> [Exercise task]
Format every line of the rows below as a JSON list of strings, one string per line, with blank lines and the pictures left out.

________

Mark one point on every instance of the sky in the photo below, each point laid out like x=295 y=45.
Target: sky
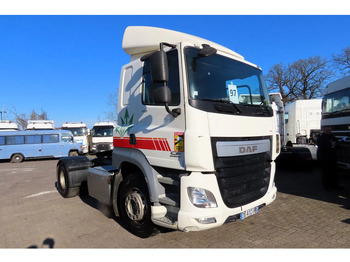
x=68 y=65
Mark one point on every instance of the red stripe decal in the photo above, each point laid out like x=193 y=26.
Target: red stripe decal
x=158 y=144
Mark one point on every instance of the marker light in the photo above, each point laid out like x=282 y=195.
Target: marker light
x=200 y=197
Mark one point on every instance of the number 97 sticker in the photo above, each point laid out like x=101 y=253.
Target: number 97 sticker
x=179 y=141
x=232 y=93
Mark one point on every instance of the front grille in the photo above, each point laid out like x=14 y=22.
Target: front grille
x=103 y=147
x=243 y=179
x=343 y=152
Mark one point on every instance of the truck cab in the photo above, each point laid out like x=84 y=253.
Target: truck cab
x=189 y=152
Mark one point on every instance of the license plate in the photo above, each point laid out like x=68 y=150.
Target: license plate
x=249 y=212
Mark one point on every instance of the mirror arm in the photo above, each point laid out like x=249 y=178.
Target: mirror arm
x=175 y=112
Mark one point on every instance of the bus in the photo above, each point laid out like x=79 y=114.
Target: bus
x=6 y=125
x=20 y=145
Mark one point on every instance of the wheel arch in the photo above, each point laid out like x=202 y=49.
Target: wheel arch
x=130 y=161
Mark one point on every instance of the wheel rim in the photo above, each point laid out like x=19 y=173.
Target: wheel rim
x=62 y=180
x=135 y=204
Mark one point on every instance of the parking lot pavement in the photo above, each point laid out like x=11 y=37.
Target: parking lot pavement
x=34 y=215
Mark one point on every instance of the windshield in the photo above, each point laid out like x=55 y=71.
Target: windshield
x=337 y=102
x=221 y=79
x=99 y=131
x=79 y=131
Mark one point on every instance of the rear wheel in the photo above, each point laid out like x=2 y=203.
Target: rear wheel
x=17 y=158
x=63 y=183
x=135 y=207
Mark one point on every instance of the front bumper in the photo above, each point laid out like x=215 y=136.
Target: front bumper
x=189 y=215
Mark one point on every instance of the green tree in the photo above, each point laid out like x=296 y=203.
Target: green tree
x=302 y=79
x=341 y=61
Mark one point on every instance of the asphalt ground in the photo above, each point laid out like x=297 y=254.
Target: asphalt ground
x=34 y=215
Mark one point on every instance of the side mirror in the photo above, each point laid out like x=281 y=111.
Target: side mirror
x=159 y=67
x=162 y=95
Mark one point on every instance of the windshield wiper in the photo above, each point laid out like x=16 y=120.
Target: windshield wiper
x=224 y=108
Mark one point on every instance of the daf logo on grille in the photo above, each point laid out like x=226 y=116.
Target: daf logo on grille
x=247 y=149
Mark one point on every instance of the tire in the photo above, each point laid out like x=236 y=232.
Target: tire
x=17 y=158
x=63 y=183
x=73 y=153
x=135 y=207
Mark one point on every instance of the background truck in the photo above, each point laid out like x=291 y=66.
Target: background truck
x=80 y=133
x=102 y=138
x=303 y=124
x=303 y=121
x=6 y=125
x=336 y=114
x=296 y=156
x=40 y=125
x=188 y=154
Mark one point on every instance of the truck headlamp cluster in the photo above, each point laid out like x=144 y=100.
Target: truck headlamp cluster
x=201 y=198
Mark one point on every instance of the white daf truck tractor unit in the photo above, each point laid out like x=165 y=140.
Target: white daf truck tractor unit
x=80 y=133
x=336 y=114
x=189 y=152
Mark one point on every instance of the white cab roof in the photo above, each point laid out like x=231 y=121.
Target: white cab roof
x=143 y=39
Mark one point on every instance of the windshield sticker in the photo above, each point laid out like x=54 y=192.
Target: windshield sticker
x=232 y=93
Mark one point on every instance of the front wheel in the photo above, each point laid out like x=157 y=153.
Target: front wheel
x=135 y=207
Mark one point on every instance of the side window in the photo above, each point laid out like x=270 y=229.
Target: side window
x=286 y=117
x=50 y=139
x=33 y=139
x=67 y=138
x=128 y=84
x=173 y=84
x=14 y=140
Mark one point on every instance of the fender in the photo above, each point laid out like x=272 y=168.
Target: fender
x=77 y=167
x=137 y=158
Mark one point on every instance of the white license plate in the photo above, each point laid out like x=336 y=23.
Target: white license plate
x=249 y=212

________

> [Reply]
[
  "Mark one point on every instance of the sky in the photo below, each point laid out like x=295 y=45.",
  "Target: sky",
  "x=68 y=65",
  "Mark one point on every instance of the red stripe decal in the photo above, each point laid out like x=193 y=26.",
  "Target: red stripe decal",
  "x=158 y=144",
  "Mark one point on every instance of the marker light in the photo above, each point laid out like x=282 y=195.",
  "Target: marker light",
  "x=200 y=197",
  "Mark one point on every instance of the number 97 sticker in the photo above, each point laid out like x=101 y=253.",
  "Target: number 97 sticker",
  "x=179 y=141",
  "x=232 y=93",
  "Mark one point on every instance of the front grille in the photo above, each point laid out like x=14 y=22.",
  "Target: front grille",
  "x=103 y=147",
  "x=243 y=179",
  "x=343 y=152",
  "Mark one point on every instance of the truck cab in the photo above, each point laid out like x=84 y=253.",
  "Target: truck cab",
  "x=189 y=152",
  "Mark one point on every instance of the license plate in the photo above, each point laid out like x=68 y=150.",
  "Target: license plate",
  "x=249 y=212",
  "Mark one point on every instance of the mirror arm in the photo above, each point laid out like x=249 y=178.",
  "Target: mirror arm",
  "x=175 y=112",
  "Mark one point on every instance of the bus in the photo above, each point laid out like x=79 y=114.",
  "Target: bus",
  "x=6 y=125",
  "x=20 y=145",
  "Mark one point on every instance of the wheel arch in the photo above, each point laid out like x=202 y=49.",
  "Target: wheel arch",
  "x=130 y=161",
  "Mark one point on every instance of the wheel rim in the photo above, each point laid out like x=19 y=173.",
  "Target: wheel rim",
  "x=62 y=180",
  "x=135 y=204",
  "Mark one point on every instance of the parking lot pavement in the photo above, each point laid out like x=11 y=37.",
  "Target: parking lot pavement",
  "x=34 y=215",
  "Mark one point on every instance of the windshield in the photo above, each point laid out like x=55 y=71.",
  "Target: windshield",
  "x=337 y=102",
  "x=221 y=79",
  "x=99 y=131",
  "x=79 y=131",
  "Mark one point on every instance of the rear wheel in the photo above, each point laid out like x=2 y=203.",
  "Target: rear wheel",
  "x=17 y=158",
  "x=63 y=183",
  "x=135 y=207",
  "Mark one point on every instance of the front bumper in the photo above, each point laid out like x=215 y=136.",
  "Target: front bumper",
  "x=189 y=215",
  "Mark one point on every instance of the green tree in the photo above, each point laid out like x=296 y=203.",
  "Target: green tree",
  "x=302 y=79",
  "x=341 y=61",
  "Mark one point on every instance of the asphalt ground in the photo above, each point laid out like x=297 y=254.",
  "Target: asphalt ground",
  "x=34 y=215",
  "Mark one point on every instance of the side mirror in the photo above, each point laid out like x=281 y=111.",
  "Target: side mirror",
  "x=159 y=67",
  "x=162 y=95",
  "Mark one point on every instance of the windshield wiper in the photo above, each point laid out like x=16 y=120.",
  "Target: windshield wiper",
  "x=224 y=108",
  "Mark one point on every instance of the daf logo on grille in the photo above, each point laid out like x=226 y=116.",
  "Target: daf logo on grille",
  "x=247 y=149",
  "Mark one point on every instance of the tire in the photo above, each point laid out like x=236 y=232.",
  "Target: tire",
  "x=17 y=158",
  "x=63 y=183",
  "x=73 y=153",
  "x=135 y=207",
  "Mark one point on every instance of the background truck in the photo above, each point laid out like x=291 y=66.",
  "Target: background truck",
  "x=80 y=133",
  "x=102 y=138",
  "x=303 y=124",
  "x=303 y=121",
  "x=6 y=125",
  "x=336 y=114",
  "x=296 y=156",
  "x=40 y=125",
  "x=188 y=154",
  "Mark one point on every instance of the truck headlamp cluster in the photo above, each point laid out like x=144 y=100.",
  "Target: truck headlamp cluster",
  "x=201 y=198",
  "Mark one point on every instance of the white daf truck tractor unit in the photo above, each point laid out like x=165 y=140.",
  "Target: white daf truck tractor unit",
  "x=80 y=133",
  "x=336 y=114",
  "x=189 y=152",
  "Mark one point on every instance of the white cab roof in the photo above, each point laid out like x=231 y=121.",
  "Target: white cab roof",
  "x=143 y=39",
  "Mark one point on every instance of the windshield sticker in the photo above, each point laid out like x=54 y=192.",
  "Target: windshield sticker",
  "x=232 y=93",
  "Mark one point on every instance of the front wheel in the photo above, each point laid out like x=157 y=153.",
  "Target: front wheel",
  "x=135 y=207",
  "Mark one point on every instance of the side window in the photo above, each point laid out like x=270 y=229.",
  "Target: side window",
  "x=286 y=117",
  "x=50 y=139",
  "x=33 y=139",
  "x=67 y=138",
  "x=128 y=84",
  "x=173 y=84",
  "x=14 y=140",
  "Mark one point on every instance of the fender in the photo above, each point laid out like x=272 y=168.",
  "Target: fender",
  "x=77 y=167",
  "x=137 y=158",
  "Mark one point on every instance of the white license plate in the photo above, each point laid out like x=336 y=23.",
  "Target: white license plate",
  "x=249 y=212"
]